The problem: Count the lines in the records below that contain the string "green", with case counting, and reply with only the number.

Given records:
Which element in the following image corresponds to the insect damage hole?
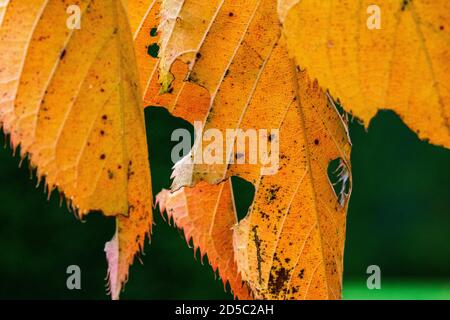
[231,177,255,221]
[327,158,351,207]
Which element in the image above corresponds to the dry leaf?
[156,181,250,300]
[0,0,152,296]
[155,0,350,299]
[278,0,450,148]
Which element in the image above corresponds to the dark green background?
[0,108,450,299]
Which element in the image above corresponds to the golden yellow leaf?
[278,0,450,148]
[0,0,9,26]
[156,0,350,299]
[0,0,152,297]
[156,181,250,300]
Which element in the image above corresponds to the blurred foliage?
[0,108,450,299]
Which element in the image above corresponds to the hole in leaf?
[147,43,159,58]
[231,177,255,221]
[327,158,351,207]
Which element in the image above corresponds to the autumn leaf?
[150,1,350,299]
[0,0,152,297]
[278,0,450,148]
[156,181,250,300]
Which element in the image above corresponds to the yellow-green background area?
[0,108,450,299]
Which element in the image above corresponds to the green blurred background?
[0,108,450,299]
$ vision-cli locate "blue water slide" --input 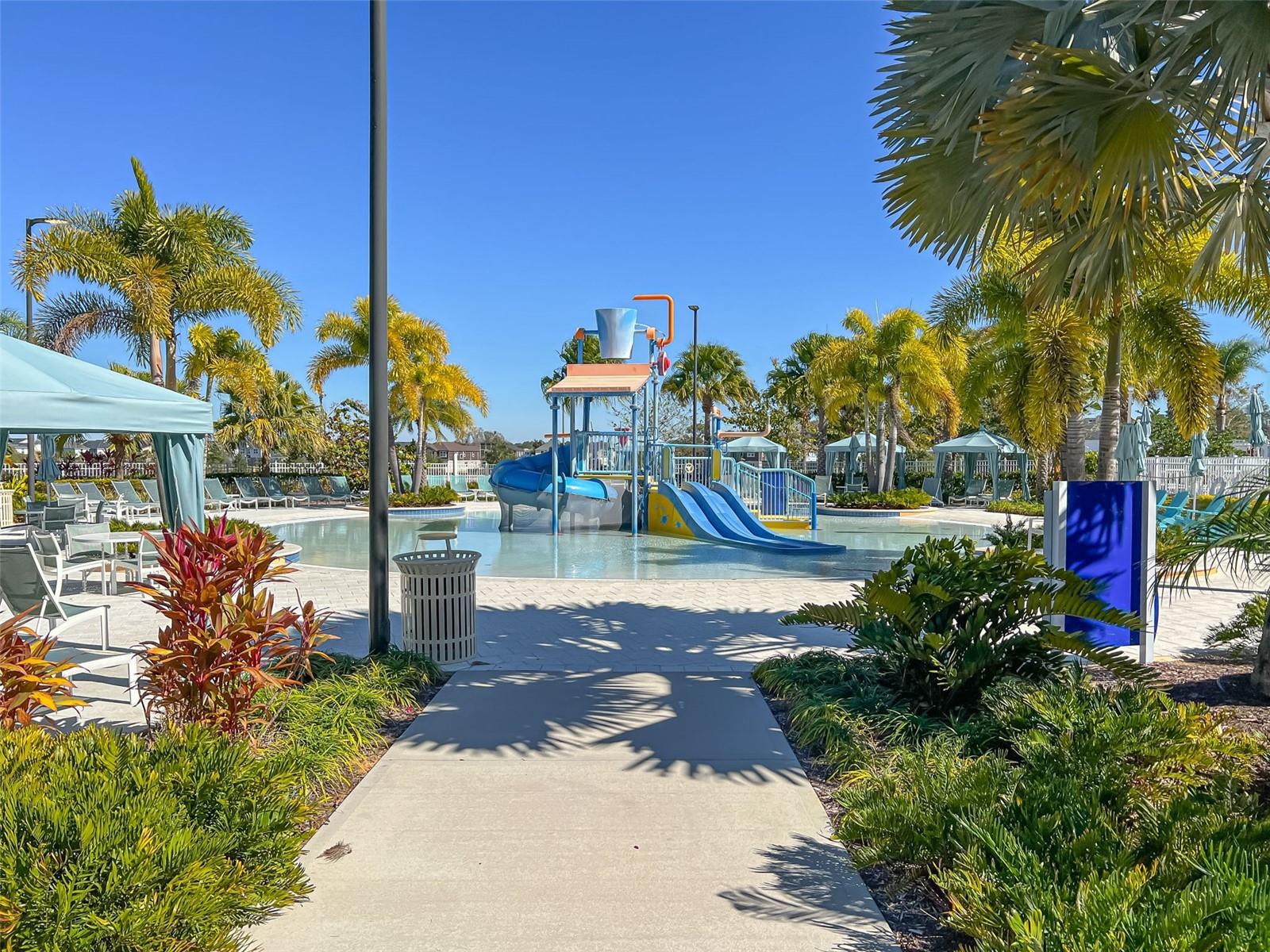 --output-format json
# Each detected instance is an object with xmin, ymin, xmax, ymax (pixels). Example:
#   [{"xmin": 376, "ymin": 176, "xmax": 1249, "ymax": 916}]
[{"xmin": 688, "ymin": 482, "xmax": 845, "ymax": 555}]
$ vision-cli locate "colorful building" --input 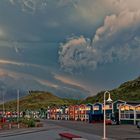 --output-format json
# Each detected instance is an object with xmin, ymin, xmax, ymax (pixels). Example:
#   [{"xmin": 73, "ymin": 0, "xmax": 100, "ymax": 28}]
[{"xmin": 119, "ymin": 102, "xmax": 140, "ymax": 125}]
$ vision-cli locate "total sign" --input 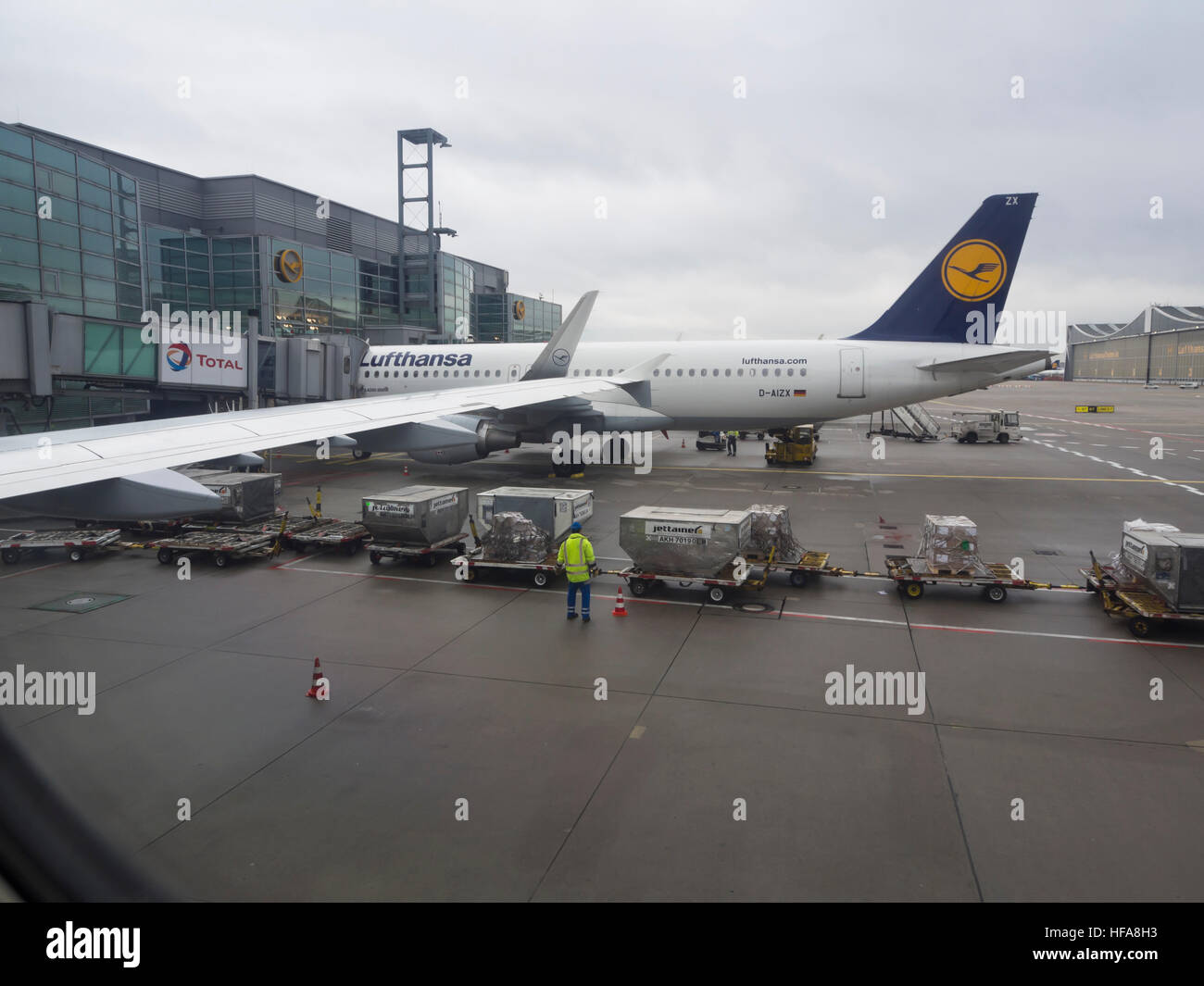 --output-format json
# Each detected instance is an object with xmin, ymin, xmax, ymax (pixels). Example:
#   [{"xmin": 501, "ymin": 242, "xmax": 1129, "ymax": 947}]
[{"xmin": 159, "ymin": 338, "xmax": 248, "ymax": 390}]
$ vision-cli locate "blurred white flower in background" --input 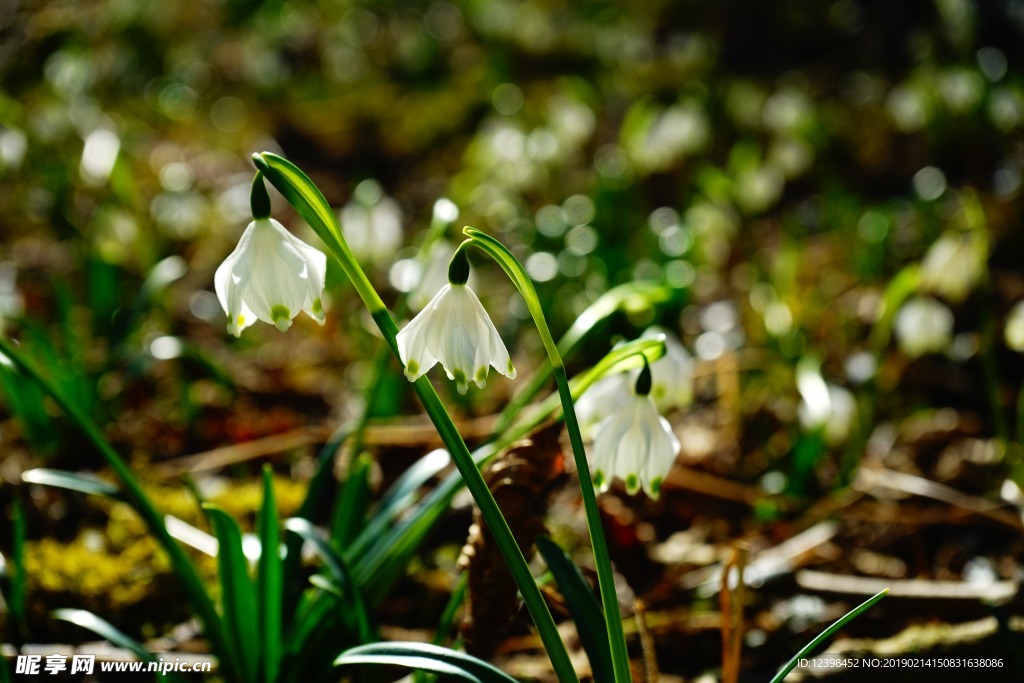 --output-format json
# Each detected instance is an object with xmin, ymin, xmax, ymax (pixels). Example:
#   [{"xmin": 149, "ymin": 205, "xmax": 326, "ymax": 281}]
[
  {"xmin": 894, "ymin": 296, "xmax": 953, "ymax": 358},
  {"xmin": 797, "ymin": 358, "xmax": 857, "ymax": 445},
  {"xmin": 339, "ymin": 179, "xmax": 402, "ymax": 264},
  {"xmin": 921, "ymin": 231, "xmax": 985, "ymax": 303}
]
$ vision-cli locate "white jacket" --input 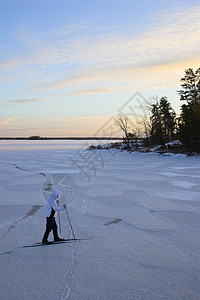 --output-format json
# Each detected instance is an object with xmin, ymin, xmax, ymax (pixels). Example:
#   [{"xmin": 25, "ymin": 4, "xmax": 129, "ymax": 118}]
[{"xmin": 45, "ymin": 190, "xmax": 64, "ymax": 217}]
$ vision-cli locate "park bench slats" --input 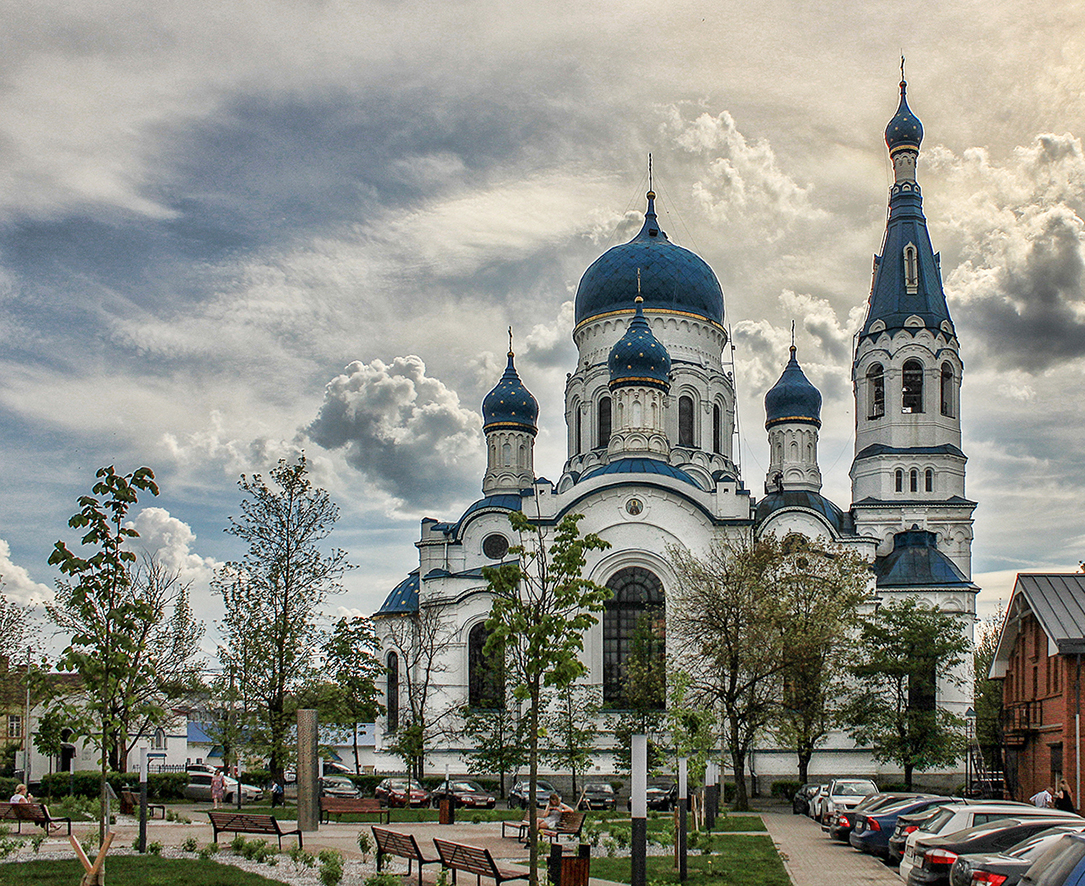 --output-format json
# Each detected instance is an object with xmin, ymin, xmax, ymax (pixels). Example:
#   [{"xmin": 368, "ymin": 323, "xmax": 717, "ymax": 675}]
[
  {"xmin": 207, "ymin": 809, "xmax": 303, "ymax": 851},
  {"xmin": 372, "ymin": 826, "xmax": 441, "ymax": 886},
  {"xmin": 11, "ymin": 802, "xmax": 72, "ymax": 834},
  {"xmin": 433, "ymin": 837, "xmax": 527, "ymax": 886},
  {"xmin": 320, "ymin": 797, "xmax": 392, "ymax": 823}
]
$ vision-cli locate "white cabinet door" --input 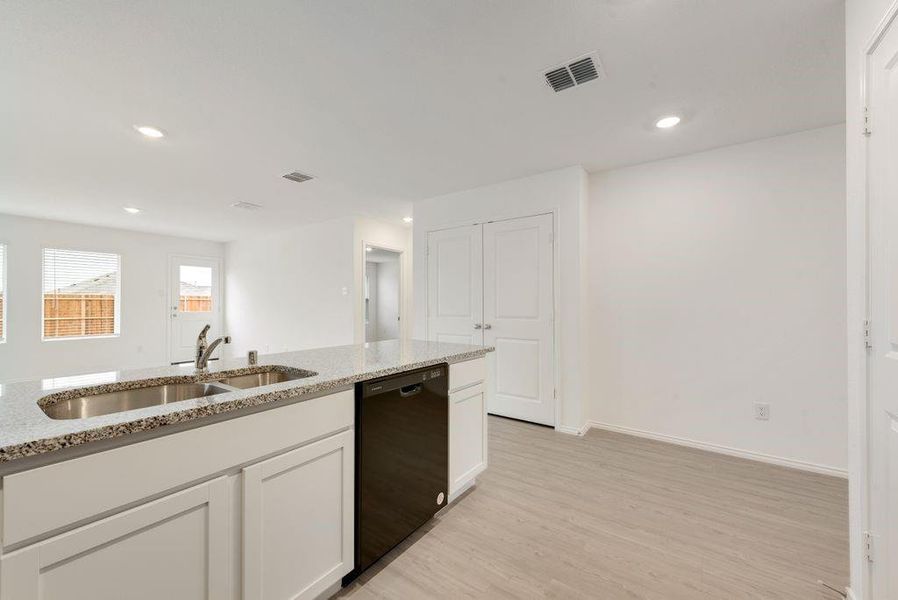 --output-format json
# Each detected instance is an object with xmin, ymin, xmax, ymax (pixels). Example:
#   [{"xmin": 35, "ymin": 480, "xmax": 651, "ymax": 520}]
[
  {"xmin": 483, "ymin": 214, "xmax": 555, "ymax": 425},
  {"xmin": 243, "ymin": 431, "xmax": 355, "ymax": 600},
  {"xmin": 0, "ymin": 478, "xmax": 231, "ymax": 600},
  {"xmin": 449, "ymin": 384, "xmax": 487, "ymax": 502},
  {"xmin": 427, "ymin": 225, "xmax": 483, "ymax": 345}
]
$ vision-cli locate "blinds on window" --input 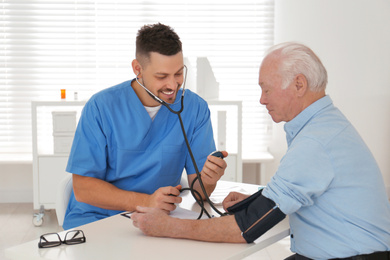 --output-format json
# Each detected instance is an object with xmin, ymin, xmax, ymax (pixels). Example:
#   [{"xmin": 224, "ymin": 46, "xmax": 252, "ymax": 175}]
[{"xmin": 0, "ymin": 0, "xmax": 274, "ymax": 160}]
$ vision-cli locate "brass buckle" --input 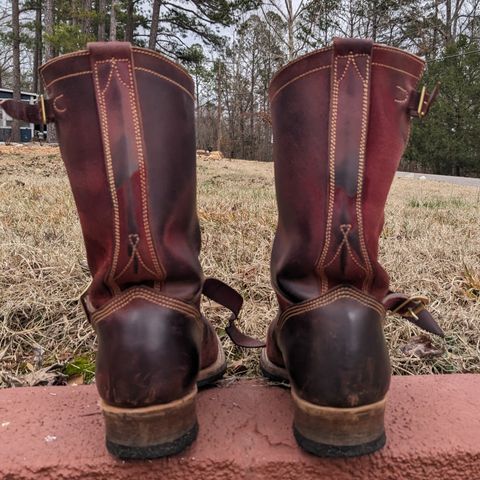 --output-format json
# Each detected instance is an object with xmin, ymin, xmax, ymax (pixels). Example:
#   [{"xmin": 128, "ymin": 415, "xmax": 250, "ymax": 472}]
[
  {"xmin": 417, "ymin": 85, "xmax": 428, "ymax": 118},
  {"xmin": 392, "ymin": 295, "xmax": 429, "ymax": 320},
  {"xmin": 417, "ymin": 82, "xmax": 440, "ymax": 119},
  {"xmin": 78, "ymin": 280, "xmax": 93, "ymax": 323},
  {"xmin": 38, "ymin": 95, "xmax": 47, "ymax": 125}
]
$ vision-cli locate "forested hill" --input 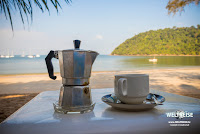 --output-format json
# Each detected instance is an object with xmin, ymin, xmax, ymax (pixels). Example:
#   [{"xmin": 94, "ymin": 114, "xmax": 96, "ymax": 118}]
[{"xmin": 112, "ymin": 25, "xmax": 200, "ymax": 55}]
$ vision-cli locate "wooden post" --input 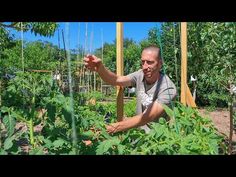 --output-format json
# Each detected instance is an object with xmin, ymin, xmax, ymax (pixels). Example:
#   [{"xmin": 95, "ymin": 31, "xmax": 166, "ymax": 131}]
[
  {"xmin": 180, "ymin": 22, "xmax": 197, "ymax": 107},
  {"xmin": 180, "ymin": 22, "xmax": 187, "ymax": 105},
  {"xmin": 116, "ymin": 22, "xmax": 124, "ymax": 121}
]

Response for this exercise: 3